Exercise goal: Among the records that follow, set down only the lines from the one containing "71, row 43." to the one containing "55, row 35.", both included, exactly.

Supplied records:
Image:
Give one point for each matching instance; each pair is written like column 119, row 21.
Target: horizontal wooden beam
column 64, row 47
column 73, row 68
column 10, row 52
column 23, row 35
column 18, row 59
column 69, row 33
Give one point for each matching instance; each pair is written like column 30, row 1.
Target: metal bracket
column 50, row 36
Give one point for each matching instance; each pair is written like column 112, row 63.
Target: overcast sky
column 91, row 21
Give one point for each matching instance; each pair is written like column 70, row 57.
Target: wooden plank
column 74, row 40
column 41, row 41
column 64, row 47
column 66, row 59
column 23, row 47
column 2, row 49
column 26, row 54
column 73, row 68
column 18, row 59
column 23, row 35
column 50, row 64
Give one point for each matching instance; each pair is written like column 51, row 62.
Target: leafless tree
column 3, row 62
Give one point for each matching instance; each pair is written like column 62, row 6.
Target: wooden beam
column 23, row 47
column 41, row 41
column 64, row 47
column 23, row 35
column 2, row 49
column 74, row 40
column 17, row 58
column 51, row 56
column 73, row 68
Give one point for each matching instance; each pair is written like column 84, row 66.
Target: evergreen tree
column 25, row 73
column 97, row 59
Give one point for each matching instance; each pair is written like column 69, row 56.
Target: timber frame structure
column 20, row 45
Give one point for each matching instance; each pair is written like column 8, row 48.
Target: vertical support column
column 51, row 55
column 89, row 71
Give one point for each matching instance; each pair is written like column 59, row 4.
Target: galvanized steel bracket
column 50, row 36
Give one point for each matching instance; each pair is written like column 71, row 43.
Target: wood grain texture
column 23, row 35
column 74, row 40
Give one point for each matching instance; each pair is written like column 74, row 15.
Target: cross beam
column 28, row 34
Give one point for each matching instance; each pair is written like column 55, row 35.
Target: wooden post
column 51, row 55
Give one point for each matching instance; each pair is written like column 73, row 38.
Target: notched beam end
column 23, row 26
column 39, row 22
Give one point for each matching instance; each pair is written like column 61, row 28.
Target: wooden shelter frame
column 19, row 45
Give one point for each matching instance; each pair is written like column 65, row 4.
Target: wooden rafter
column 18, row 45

Written answer:
Give one point for each matching instance; each pair is written like column 71, row 43.
Target: wood grain texture
column 23, row 35
column 74, row 40
Give one point for each matching instance; each pair is written like column 74, row 15.
Target: cross beam
column 28, row 34
Give one point for each matching instance; each pair is written like column 55, row 35.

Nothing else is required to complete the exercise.